▶ Your objective: Only lines containing the string "below" belong in the answer; find them in the records and copy them.

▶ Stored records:

----------

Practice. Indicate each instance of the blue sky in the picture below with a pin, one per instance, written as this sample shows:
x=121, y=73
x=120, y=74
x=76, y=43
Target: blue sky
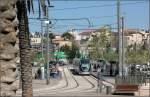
x=99, y=13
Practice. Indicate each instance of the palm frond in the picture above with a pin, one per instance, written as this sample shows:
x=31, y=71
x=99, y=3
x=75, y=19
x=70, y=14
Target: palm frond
x=48, y=2
x=32, y=5
x=43, y=6
x=39, y=8
x=28, y=5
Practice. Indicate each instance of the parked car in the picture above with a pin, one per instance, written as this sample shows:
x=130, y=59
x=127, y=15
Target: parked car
x=61, y=63
x=146, y=71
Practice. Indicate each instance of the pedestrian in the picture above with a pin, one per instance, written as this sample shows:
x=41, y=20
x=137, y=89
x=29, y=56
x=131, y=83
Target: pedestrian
x=39, y=73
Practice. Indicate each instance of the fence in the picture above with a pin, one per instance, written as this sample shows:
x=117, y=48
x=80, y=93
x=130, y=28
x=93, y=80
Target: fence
x=137, y=79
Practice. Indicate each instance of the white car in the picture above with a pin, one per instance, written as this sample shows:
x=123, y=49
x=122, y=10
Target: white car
x=146, y=71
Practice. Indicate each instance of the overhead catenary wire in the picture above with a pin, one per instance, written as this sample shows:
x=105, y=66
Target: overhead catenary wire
x=94, y=6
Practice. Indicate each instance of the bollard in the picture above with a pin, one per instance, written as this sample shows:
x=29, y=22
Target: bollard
x=108, y=90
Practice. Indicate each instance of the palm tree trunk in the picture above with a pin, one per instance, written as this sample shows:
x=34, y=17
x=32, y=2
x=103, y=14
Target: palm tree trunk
x=8, y=48
x=26, y=67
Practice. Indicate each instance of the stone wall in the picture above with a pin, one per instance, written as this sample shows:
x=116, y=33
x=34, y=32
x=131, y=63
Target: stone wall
x=8, y=48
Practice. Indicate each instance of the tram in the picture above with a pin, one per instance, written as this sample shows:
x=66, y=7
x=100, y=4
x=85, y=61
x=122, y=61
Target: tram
x=82, y=66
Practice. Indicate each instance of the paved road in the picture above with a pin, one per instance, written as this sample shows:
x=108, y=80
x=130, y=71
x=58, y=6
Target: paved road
x=69, y=85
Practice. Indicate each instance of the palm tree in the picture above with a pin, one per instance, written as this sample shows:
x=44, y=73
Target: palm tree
x=24, y=45
x=8, y=48
x=26, y=67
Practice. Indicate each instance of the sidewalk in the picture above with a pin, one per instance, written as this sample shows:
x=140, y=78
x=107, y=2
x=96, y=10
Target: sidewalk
x=108, y=79
x=144, y=90
x=39, y=85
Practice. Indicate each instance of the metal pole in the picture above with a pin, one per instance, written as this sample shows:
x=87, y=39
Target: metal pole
x=42, y=39
x=123, y=61
x=120, y=37
x=47, y=52
x=149, y=45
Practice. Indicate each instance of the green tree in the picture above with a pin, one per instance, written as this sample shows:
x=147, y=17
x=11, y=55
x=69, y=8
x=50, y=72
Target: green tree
x=99, y=44
x=136, y=55
x=68, y=36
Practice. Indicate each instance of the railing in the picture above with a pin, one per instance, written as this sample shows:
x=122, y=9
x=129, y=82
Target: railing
x=137, y=79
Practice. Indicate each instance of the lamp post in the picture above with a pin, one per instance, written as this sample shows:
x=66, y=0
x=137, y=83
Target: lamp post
x=47, y=48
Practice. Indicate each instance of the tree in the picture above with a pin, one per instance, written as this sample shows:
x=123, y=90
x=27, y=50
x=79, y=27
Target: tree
x=136, y=54
x=71, y=52
x=24, y=44
x=99, y=44
x=8, y=48
x=26, y=67
x=68, y=36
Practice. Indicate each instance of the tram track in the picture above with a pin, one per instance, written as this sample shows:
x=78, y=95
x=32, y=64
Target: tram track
x=67, y=87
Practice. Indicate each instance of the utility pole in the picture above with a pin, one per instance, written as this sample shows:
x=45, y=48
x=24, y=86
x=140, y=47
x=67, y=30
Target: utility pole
x=149, y=45
x=47, y=49
x=42, y=39
x=123, y=53
x=119, y=37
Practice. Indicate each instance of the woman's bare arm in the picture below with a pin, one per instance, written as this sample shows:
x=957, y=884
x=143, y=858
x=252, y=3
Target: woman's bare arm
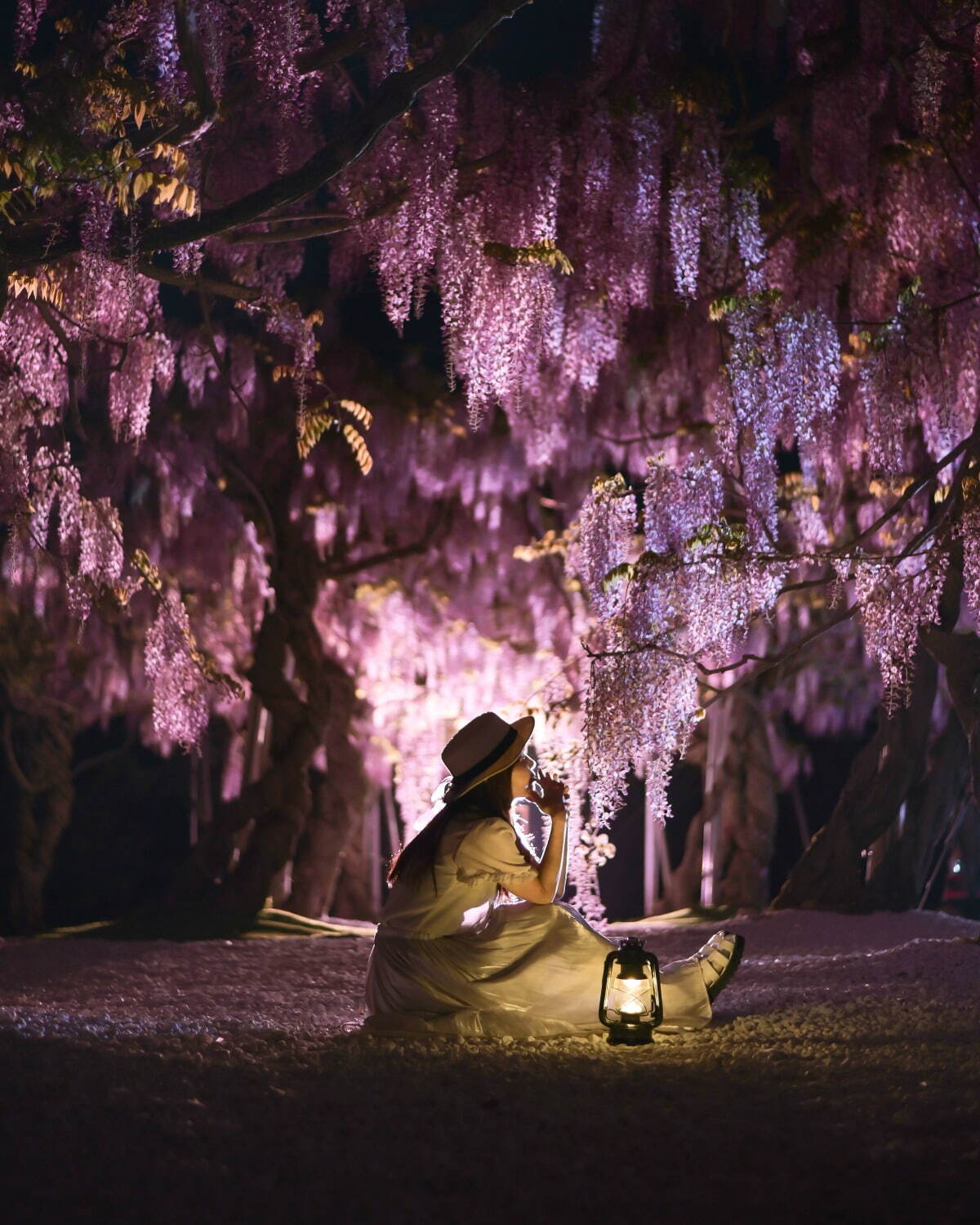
x=551, y=870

----------

▶ Task solution:
Practice. Indicate each instance of the blue sky in the picture below with a pin, one per instance, written as this sample shows:
Practice. Indicate each instance of the woman's bare arm in the picture below with a pin, one per instance, written as this sample shows:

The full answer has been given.